> _Image-grounded pointing data_
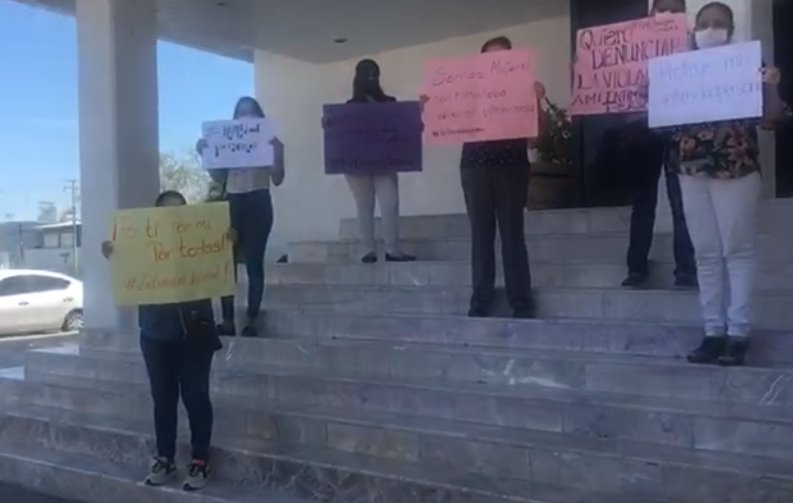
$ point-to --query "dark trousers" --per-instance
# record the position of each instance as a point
(496, 196)
(643, 222)
(252, 219)
(174, 370)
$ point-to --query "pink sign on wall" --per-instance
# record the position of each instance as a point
(486, 97)
(611, 66)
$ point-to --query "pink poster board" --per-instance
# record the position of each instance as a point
(611, 66)
(486, 97)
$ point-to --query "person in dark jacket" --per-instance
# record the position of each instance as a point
(495, 180)
(648, 155)
(250, 203)
(178, 342)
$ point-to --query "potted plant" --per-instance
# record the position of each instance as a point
(552, 182)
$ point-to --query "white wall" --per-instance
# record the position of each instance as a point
(741, 8)
(310, 204)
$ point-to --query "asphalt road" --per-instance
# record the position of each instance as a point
(12, 348)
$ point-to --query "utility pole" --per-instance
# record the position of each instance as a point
(73, 187)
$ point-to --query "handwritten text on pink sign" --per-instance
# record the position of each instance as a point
(487, 97)
(610, 71)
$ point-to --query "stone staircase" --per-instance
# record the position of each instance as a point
(372, 388)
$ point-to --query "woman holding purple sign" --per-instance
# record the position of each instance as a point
(383, 186)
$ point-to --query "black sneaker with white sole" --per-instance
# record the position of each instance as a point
(197, 475)
(161, 471)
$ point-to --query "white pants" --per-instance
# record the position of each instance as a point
(386, 188)
(721, 216)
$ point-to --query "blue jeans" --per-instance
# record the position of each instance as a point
(645, 201)
(177, 370)
(252, 219)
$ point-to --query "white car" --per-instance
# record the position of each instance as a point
(39, 301)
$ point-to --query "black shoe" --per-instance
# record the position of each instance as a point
(161, 471)
(250, 331)
(735, 352)
(401, 257)
(709, 351)
(197, 475)
(227, 330)
(686, 283)
(635, 280)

> _What needs to be done_
Search the data above for the string "wall". Report every line where it is found.

> _Task solution_
$ point-to --query "pink sign on wall" --per-instance
$ point-to --query "white wall" --per-instance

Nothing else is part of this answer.